• [RECORDS FOR PROCESSING]:
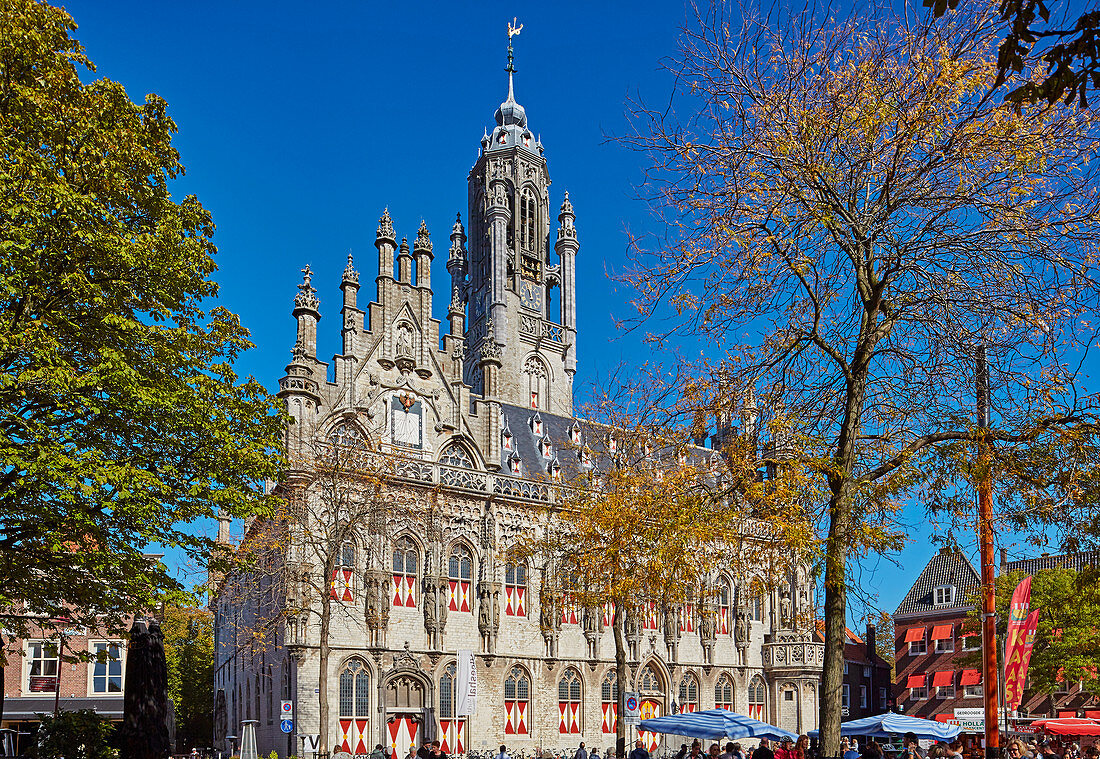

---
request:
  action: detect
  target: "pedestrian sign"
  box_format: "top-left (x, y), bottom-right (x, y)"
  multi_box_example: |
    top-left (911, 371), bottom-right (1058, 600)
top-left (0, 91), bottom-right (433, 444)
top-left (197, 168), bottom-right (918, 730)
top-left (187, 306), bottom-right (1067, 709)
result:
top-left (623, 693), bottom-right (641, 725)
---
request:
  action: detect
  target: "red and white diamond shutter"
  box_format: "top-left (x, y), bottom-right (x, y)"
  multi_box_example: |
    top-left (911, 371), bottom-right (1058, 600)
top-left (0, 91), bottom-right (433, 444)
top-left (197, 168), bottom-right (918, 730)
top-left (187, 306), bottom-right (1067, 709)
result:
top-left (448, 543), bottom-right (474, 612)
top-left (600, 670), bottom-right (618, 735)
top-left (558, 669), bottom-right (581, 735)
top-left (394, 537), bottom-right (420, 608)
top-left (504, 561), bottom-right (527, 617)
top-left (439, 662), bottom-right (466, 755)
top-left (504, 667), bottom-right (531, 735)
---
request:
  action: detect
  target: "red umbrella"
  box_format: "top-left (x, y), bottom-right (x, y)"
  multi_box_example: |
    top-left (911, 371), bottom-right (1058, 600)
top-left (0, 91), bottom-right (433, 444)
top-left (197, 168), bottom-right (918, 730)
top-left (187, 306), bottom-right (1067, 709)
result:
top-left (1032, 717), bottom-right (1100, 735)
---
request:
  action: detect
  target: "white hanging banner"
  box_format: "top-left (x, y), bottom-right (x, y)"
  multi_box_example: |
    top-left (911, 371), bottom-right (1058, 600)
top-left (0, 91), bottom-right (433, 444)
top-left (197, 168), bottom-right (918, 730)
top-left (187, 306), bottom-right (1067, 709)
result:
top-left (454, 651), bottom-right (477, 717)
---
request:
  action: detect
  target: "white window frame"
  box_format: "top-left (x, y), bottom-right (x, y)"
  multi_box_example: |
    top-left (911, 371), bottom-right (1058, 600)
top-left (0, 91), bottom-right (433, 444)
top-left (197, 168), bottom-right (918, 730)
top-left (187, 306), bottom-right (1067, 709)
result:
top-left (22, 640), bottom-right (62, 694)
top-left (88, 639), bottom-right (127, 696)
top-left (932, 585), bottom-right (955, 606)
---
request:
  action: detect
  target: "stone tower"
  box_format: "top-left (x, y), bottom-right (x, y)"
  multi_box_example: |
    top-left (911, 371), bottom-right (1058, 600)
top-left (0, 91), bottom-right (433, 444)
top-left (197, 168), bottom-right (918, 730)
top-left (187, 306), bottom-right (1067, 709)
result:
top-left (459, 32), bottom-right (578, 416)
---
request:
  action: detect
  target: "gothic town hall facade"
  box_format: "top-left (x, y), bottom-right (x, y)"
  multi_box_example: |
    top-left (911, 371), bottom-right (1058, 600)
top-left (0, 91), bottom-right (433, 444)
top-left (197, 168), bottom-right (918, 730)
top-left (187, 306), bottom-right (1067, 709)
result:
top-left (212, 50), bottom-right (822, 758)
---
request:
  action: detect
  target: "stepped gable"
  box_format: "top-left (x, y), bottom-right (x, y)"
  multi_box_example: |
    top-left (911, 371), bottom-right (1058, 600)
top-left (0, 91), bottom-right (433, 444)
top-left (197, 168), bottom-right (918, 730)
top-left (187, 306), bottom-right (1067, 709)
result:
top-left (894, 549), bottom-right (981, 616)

==

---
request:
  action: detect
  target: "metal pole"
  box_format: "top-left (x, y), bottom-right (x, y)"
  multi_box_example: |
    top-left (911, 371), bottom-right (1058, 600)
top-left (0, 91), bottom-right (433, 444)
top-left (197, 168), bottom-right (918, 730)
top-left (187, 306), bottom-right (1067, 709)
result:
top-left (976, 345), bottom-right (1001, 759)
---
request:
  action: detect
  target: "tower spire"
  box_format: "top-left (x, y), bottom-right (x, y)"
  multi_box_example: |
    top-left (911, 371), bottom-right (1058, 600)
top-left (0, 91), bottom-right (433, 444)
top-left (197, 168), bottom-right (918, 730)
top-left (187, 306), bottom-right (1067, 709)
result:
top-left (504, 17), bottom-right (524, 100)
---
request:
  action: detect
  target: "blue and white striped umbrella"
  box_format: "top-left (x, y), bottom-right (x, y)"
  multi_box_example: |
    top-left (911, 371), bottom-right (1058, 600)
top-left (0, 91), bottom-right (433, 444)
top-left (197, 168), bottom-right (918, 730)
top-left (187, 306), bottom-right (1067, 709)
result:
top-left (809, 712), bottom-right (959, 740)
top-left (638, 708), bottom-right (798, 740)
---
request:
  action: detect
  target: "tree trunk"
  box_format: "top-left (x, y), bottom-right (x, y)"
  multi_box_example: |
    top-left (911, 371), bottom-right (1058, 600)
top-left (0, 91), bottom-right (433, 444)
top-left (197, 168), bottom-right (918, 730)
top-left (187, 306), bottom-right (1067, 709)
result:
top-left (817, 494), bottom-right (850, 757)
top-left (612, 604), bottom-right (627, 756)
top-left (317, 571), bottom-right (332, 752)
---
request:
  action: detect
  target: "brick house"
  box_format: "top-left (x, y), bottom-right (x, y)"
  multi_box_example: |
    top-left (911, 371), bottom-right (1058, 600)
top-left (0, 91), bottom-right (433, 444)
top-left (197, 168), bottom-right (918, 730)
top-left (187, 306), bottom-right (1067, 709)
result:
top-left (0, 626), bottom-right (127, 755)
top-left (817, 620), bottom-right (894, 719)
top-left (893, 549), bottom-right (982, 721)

• [EXERCISE INSTRUCTIONS]:
Pick out every line of the records above that contains the word "tower" and copy each one.

• [THE COMPLETED TASK]:
  target: "stone tower"
  target: "tower spire"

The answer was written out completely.